Raw versus calibrated integrated density

Hi everyone.

This could well be a misunderstanding on my part, but why are the raw and
calibrated integrated densities different?  I understand the per micron or
per pixel means being different, but isn't the total intensity unit-free?

Here is a quick calculation, where as I calculate it, the total integrated
intensity should be the same. Where have I gone wrong? Is it my
understanding of what 'density' means?

Pix count           Calibration           Cal area
100000              2                       200000
                               
Total Intensity over image
555555
                               
                               
Cal mean    Pix mean
2.777775   5.55555
um-2           pix-2
mean       umean
                               
                               
IntDensity (mean*cal area) RawIntDensity (umean*num pixels)
555555                               555555

Many thanks for the clarification.



                       

-- View this message in context: http://imagej.588099.n2.nabble.com/Raw-versus-calibrated-integrated-density-tp5646703p5646703.html Sent from the ImageJ mailing list archive at Nabble.com.

Hi anonymous,

your question is not very clear to me.
There is spatial calibration and grayscale (pixel value) calibration,  
you have to differentiate between them.

Remember that an integral has the unit of the integrand times the  
unit of the variable of integration (in our case, area).

E.g., you have a camera that measures the beam profile of a laser:
Assuming that your spatial unit (x, y) is cm, and your grayscale unit  
(after calibration) is watts/cm^2, then your integrated intensity has  
the unit cm * cm * W/cm^2 = watts (the total power of laser light  
falling on the area of interest).

The mean intensity over an area should be independent of spatial  
calibration, but, of course, it is sensitive to grayscale  
calibration. If you have no grayscale calibration, the calibrated and  
uncalibrated mean are the same.
E.g., if all your pixels, have a value of 10, the mean should be 10,  
irrespective of spatial calibration.

I have done a quick test  with the 'Measure' command of ImageJ on a  
calibrated 16-bit image and did not find any inconsistency for Mean,  
IntDen and RawIntDen; it behaves as expected.

Michael
________________________________________________________________

On 18 Oct 2010, at 15:03, IJperson wrote:

On 18. Oct. 2010, at 15:03 , IJperson wrote:

> Hi everyone.
>
> This could well be a misunderstanding on my part, but why are the raw and
> calibrated integrated densities different?  I understand the per micron or
> per pixel means being different, but isn't the total intensity unit-free?
>
> Here is a quick calculation, where as I calculate it, the total integrated
> intensity should be the same. Where have I gone wrong? Is it my
> understanding of what 'density' means?

Integrated density in ImageJ relates indeed to scaled area units. However if one really was interested in the number of photons per micron, he needed to know a lot of other factors as well. Personally I think it would have been better not to include the image scale - in practice it may lead to misunderstandings, which often happened in our lab. Users often set the scale to their images only if spatial measurements are needed; sometimes images are silently scaled (or inadvertedly re-scaled) because the "Global" flag in the scale dialog is switched on. I always remove the scale in such cases and divide the result by 1000, so I am independent of scaling, and I get smaller numbers.

Norbert

Hi Michael.

Many thanks for the reply.

——

• _JOB_
Repeat, word for word, the part of the thread on integrated density that runs from "-- View this" up to and including "differentiate between them.".

[Records of labeled points]
——

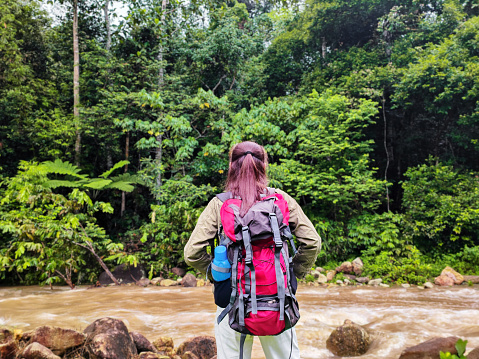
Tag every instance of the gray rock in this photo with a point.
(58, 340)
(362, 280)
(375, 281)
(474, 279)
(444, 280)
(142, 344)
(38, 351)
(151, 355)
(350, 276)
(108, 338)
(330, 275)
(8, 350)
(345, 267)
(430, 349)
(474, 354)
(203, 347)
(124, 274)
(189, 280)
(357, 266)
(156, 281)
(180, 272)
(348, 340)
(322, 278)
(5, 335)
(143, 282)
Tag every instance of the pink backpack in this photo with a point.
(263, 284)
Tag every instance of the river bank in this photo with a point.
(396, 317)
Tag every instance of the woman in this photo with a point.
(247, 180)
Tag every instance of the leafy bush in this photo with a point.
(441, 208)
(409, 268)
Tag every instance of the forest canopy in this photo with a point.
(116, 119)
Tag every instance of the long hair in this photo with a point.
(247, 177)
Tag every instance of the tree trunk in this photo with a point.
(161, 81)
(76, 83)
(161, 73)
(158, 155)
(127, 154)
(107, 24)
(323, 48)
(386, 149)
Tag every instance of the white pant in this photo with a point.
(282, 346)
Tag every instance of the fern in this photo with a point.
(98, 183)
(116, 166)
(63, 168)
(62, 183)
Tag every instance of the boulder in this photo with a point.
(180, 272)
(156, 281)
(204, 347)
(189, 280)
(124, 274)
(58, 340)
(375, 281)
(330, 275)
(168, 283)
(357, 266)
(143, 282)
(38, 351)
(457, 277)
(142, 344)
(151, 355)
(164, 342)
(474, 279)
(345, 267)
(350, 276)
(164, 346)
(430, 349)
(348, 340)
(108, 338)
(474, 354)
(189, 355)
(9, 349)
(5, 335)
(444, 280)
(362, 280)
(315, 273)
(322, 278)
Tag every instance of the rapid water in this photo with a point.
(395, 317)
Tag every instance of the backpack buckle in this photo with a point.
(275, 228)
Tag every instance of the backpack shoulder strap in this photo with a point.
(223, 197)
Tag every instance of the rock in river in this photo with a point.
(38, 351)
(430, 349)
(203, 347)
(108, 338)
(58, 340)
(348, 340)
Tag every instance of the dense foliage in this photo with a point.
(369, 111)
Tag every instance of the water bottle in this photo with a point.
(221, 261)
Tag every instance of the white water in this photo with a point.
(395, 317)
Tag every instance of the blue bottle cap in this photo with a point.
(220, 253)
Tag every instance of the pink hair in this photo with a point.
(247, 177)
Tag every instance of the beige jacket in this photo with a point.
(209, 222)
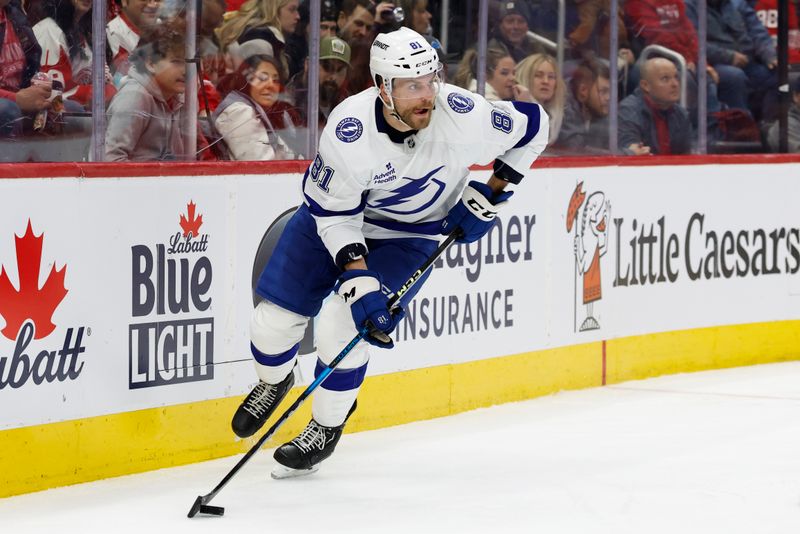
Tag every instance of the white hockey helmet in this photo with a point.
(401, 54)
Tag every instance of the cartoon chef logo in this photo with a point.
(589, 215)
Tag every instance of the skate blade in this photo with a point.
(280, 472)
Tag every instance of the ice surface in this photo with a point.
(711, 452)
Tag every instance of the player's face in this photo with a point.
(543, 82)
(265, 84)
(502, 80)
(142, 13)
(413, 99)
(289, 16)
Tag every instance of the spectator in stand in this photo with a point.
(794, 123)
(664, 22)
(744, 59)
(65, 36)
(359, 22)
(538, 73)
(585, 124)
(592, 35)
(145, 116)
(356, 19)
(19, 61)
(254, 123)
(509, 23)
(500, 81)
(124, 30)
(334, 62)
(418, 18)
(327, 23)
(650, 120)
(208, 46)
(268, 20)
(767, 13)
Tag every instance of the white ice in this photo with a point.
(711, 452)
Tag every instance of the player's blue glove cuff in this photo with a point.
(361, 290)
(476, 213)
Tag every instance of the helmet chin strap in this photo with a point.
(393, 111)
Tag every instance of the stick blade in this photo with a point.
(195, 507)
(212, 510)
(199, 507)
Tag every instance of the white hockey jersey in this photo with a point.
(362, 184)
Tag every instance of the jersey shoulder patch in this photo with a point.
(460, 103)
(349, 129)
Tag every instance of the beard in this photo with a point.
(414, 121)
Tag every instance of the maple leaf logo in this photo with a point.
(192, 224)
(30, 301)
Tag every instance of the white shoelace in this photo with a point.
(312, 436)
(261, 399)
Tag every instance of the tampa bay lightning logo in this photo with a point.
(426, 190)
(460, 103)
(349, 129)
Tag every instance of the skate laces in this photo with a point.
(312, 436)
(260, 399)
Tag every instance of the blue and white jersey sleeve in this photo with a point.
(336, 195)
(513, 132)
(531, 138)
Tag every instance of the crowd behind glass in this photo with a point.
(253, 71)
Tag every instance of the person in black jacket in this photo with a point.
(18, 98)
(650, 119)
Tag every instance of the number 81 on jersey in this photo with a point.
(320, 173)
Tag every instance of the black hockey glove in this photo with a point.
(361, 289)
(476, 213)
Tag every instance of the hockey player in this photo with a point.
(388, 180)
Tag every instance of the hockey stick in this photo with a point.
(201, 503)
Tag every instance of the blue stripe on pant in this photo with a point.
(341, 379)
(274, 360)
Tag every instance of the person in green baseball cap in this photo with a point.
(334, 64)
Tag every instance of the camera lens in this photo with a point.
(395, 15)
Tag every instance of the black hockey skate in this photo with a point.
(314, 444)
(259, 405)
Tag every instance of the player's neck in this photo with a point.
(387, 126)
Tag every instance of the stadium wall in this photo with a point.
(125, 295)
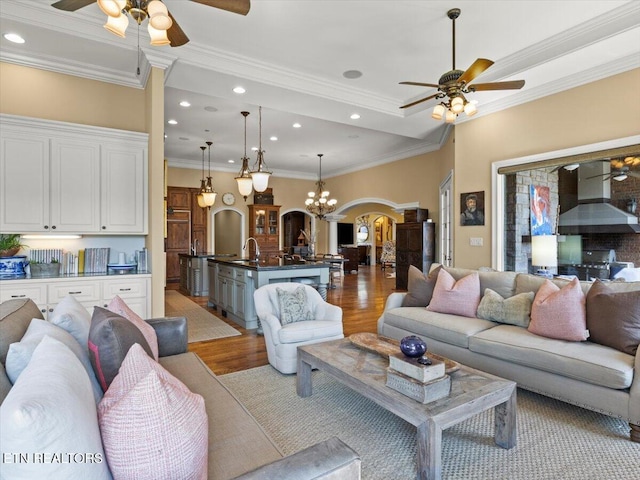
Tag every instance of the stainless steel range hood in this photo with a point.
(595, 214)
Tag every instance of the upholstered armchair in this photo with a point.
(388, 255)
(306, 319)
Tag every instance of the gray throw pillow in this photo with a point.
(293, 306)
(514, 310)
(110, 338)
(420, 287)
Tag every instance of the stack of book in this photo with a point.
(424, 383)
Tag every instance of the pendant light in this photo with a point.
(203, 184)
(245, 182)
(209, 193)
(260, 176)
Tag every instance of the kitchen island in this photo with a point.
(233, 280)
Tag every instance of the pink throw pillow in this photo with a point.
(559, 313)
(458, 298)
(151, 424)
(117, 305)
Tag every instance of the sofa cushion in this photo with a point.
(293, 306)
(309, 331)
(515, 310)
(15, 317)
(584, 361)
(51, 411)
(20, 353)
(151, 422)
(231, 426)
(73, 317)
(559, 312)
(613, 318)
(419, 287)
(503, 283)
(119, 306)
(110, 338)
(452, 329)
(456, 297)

——

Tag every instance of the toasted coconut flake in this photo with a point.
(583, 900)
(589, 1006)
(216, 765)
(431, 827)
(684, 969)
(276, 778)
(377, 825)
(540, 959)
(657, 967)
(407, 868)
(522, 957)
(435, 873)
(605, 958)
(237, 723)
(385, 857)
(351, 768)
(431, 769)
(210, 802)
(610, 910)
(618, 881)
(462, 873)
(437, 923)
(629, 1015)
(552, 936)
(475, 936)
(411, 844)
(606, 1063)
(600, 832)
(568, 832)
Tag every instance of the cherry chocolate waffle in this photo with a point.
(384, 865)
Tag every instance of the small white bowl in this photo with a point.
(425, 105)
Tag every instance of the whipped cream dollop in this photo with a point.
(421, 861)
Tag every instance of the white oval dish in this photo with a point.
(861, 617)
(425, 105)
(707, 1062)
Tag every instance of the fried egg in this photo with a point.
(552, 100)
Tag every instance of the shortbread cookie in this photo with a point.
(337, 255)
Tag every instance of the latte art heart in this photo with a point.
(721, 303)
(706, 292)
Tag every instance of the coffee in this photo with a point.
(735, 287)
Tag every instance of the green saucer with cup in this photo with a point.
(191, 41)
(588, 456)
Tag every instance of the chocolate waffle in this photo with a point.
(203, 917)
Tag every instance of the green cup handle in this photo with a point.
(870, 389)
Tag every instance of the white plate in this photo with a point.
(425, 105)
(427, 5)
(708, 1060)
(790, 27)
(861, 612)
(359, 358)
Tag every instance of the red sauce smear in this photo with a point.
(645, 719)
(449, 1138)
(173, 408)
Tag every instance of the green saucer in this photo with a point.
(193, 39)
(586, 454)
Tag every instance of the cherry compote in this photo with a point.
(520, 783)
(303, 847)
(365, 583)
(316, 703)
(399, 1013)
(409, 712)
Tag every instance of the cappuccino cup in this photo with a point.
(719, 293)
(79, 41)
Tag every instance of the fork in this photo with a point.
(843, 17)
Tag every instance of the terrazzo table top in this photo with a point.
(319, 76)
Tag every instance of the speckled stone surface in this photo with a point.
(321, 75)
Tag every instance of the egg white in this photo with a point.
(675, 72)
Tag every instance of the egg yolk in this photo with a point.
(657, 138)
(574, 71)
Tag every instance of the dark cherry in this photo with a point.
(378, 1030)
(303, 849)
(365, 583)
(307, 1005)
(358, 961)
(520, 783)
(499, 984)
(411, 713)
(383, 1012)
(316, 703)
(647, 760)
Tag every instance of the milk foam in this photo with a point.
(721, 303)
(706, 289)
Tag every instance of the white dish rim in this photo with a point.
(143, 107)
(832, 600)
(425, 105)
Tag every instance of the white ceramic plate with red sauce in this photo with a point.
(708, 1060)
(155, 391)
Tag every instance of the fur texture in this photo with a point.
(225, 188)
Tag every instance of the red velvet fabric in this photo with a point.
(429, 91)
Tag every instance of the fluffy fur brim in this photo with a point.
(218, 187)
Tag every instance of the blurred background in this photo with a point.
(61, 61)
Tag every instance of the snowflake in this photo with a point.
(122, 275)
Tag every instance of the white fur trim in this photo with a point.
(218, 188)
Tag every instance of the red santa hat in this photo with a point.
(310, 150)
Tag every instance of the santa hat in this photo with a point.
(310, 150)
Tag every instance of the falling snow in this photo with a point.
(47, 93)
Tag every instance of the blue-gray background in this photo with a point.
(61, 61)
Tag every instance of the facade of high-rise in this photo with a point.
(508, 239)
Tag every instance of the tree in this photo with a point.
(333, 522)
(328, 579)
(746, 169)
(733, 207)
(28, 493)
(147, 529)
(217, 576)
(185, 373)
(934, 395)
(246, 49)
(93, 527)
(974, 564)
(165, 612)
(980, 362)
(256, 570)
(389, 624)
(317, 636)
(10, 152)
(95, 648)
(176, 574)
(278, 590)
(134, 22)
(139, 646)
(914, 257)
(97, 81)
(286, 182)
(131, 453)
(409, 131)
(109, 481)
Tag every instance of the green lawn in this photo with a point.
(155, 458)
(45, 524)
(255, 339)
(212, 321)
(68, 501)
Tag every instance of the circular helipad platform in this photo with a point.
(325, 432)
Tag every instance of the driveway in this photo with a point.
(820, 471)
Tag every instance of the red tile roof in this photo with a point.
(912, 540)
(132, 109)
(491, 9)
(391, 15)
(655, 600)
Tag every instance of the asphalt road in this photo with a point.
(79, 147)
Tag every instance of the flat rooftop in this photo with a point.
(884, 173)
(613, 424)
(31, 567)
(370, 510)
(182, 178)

——

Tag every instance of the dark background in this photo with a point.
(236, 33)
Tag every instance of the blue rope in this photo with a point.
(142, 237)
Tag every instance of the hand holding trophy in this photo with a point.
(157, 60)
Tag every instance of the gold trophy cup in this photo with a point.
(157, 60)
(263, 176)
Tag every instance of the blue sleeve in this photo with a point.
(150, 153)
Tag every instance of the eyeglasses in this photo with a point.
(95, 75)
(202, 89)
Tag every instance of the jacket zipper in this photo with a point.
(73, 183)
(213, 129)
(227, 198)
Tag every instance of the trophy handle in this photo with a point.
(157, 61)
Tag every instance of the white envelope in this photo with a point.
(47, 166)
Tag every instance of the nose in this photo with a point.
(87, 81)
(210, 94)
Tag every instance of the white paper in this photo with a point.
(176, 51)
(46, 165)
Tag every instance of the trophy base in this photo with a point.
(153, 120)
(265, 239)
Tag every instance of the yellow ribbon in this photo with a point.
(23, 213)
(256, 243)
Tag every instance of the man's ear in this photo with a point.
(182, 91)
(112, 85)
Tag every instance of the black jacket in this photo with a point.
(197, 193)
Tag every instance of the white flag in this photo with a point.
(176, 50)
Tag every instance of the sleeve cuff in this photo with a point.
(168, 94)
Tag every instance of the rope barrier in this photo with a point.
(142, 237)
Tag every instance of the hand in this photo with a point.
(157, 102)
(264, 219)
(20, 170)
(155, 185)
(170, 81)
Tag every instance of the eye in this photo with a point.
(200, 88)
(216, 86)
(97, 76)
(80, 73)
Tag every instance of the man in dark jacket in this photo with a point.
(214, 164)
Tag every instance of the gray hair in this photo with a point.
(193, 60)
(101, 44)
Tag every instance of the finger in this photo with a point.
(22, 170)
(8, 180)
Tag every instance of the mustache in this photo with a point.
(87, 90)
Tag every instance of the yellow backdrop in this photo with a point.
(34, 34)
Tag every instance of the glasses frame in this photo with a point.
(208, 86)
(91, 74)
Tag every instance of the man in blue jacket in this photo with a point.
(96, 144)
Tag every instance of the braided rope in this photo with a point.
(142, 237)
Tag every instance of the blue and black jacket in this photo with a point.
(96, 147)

——

• _TASK SOLUTION_
-- View this message in context: http://imagej.588099.n2.nabble.com/Raw-versus-calibrated-integrated-density-tp5646703p5646703.html Sent from the ImageJ mailing list archive at Nabble.com.

Hi anonymous,

your question is not very clear to me.
There is spatial calibration and grayscale (pixel value) calibration,  
you have to differentiate between them.